** THE RECORDS **
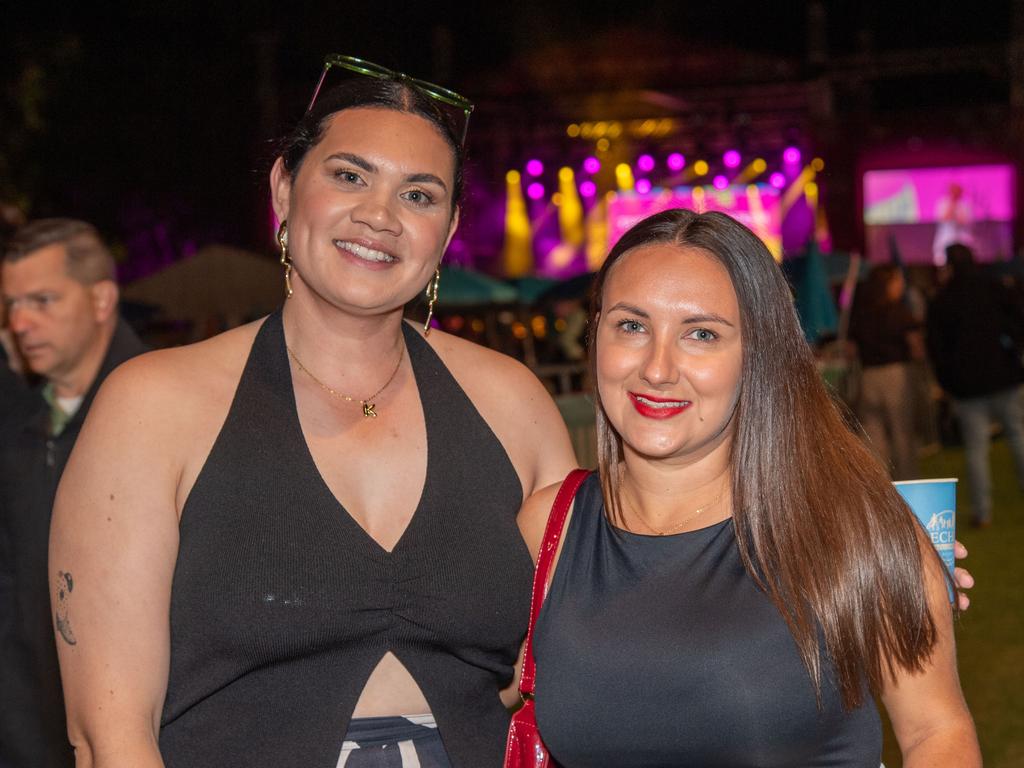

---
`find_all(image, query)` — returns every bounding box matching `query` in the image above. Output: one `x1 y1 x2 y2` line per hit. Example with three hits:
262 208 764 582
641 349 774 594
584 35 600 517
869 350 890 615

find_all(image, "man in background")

** INSTRUCTION **
Put every line of the entries above into a JSON list of strings, one string per line. Skip blank lines and leave out the pictures.

** THE RESULT **
[
  "---",
  "`find_all(image, query)` — returns every bounding box matching `query` in the image above. Output: one `x1 y1 x2 y2` line per hit. Example with three hits:",
  "262 208 764 582",
  "641 349 774 594",
  "584 35 600 517",
  "869 350 890 615",
  "find_all(image, \"man in background\")"
]